# What to produce
From the free trade text, pull out the passage running from "Free trade between" up to and including "broader social agenda.", copying it word for word.

# Article
____
What is striking about this debate is that both sides accept a fundamental premise of
neoliberalism. Namely, that given sufficiently competitive conditions, free trade would work as promised. In this chapter I argue that this claim is wrong, even on its own grounds. It is not the absence of competition that produces development alongside underdevelopment, wealth alongside poverty, employment alongside unemployment. It is competition itself.
Free trade between nations operates in much the same manner as competition within a nation: it favors the (competitively) strong over the weak. From this point of view, collateral damage from globalization is to be expected. This also tells us that the developed countries were quite right to recognize, when they were on the way up, that unrestricted international competition was a threat to their own plans for development. What they so strenuously deny now, they knew to be true then. Namely, that that the great power of the market is best utilized when it is harnessed to a broader social agenda.


The Logic of Standard Free Trade Theory
Textbook introductions to free trade theory begin with a deliberate misrepresentation. We are asked to treat two nations as individuals engaged in freely undertaken barter. Such individuals, we are told, would only give over something in return for something else if they each thought they were going to gain in the process. And if their expectations were correct, each would indeed gain. Hence free trade would benefit all those who engage in it. All the rest is detail.

But like any magic trick, this incorporates a central misdirection. In a capitalist world, it is businesses that engage in foreign trade. Domestic exporters sell to foreign importers who in turn sell to their residents, while domestic importers buy from foreign exporters and sell to us. At each step in the chain, it is profit that motivates the business decision. The theory of international trade is actually a subset of the theory of competition. In order to make standard free trade theory come out right, it is therefore necessary to show that international competition is always beneficial. This is the real thrust of standard free trade theory, and the real foundation of neoliberalism. If it is addressed at all, it is only in advanced textbooks. Doubts might creep in, otherwise.
____
# Entries supplied
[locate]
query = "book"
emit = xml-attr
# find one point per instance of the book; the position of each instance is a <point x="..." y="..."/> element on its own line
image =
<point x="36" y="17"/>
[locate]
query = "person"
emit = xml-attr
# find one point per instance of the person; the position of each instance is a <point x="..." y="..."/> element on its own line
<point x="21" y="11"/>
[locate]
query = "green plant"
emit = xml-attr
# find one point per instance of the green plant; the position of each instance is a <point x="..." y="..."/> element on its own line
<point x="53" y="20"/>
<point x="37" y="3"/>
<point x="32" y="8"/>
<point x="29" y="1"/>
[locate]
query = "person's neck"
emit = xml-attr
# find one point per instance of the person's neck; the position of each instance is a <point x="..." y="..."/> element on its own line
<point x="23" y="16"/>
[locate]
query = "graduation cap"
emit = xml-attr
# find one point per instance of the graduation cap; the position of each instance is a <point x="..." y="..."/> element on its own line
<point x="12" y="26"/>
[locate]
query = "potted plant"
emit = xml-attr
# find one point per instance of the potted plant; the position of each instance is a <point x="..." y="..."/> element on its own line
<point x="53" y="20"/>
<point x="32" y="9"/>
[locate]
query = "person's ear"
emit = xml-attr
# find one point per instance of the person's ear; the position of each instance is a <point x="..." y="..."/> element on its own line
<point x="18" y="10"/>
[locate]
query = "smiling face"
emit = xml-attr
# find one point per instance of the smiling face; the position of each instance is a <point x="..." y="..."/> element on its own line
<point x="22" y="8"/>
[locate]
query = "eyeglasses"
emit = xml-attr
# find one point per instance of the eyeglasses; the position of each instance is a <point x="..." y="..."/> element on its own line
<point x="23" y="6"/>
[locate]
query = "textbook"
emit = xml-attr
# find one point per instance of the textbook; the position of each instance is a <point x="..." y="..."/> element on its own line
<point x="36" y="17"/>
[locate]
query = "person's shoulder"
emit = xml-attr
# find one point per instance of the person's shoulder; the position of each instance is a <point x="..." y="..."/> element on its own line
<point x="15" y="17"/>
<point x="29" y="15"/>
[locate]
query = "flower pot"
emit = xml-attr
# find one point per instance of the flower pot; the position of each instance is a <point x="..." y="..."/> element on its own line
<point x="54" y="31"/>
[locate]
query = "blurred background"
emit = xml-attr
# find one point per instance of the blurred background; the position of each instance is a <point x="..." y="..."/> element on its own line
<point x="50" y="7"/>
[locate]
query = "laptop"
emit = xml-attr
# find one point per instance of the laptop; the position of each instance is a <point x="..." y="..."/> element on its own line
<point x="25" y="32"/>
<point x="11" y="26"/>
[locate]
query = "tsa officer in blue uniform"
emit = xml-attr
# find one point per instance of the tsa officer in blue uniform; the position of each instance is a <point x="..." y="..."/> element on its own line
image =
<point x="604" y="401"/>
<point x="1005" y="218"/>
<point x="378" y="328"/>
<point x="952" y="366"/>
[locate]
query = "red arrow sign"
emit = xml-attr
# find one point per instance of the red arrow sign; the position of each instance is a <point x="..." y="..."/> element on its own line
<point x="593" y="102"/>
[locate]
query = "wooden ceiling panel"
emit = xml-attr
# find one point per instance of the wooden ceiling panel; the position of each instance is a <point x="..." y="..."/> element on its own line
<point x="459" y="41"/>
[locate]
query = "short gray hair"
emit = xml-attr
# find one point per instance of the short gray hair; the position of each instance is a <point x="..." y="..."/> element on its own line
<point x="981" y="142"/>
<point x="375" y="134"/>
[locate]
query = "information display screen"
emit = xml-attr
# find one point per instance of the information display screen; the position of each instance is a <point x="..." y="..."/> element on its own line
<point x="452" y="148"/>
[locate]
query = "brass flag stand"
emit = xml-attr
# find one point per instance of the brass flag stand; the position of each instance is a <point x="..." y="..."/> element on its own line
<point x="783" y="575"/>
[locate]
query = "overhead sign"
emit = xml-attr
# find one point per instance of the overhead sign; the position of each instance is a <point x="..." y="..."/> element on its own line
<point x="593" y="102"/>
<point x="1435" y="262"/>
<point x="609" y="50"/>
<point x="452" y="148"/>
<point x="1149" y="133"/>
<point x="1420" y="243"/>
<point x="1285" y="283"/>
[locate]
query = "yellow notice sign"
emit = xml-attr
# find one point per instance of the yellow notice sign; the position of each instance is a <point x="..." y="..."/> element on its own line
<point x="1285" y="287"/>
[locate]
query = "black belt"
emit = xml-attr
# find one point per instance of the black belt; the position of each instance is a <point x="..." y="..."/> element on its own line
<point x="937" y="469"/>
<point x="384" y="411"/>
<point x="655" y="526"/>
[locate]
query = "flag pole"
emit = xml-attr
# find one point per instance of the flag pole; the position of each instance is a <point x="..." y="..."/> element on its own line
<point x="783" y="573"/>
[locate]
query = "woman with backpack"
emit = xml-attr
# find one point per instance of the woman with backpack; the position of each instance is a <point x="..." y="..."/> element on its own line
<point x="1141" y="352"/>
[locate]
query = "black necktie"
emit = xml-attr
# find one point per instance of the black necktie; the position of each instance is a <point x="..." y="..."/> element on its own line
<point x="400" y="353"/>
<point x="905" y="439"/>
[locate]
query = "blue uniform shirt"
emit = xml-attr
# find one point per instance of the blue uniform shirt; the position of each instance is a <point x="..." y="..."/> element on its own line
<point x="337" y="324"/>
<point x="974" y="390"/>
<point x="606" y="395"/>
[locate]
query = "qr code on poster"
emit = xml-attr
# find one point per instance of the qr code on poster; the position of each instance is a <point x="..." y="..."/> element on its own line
____
# Result of this task
Free trade between nations operates in much the same manner as competition within a nation: it favors the (competitively) strong over the weak. From this point of view, collateral damage from globalization is to be expected. This also tells us that the developed countries were quite right to recognize, when they were on the way up, that unrestricted international competition was a threat to their own plans for development. What they so strenuously deny now, they knew to be true then. Namely, that that the great power of the market is best utilized when it is harnessed to a broader social agenda.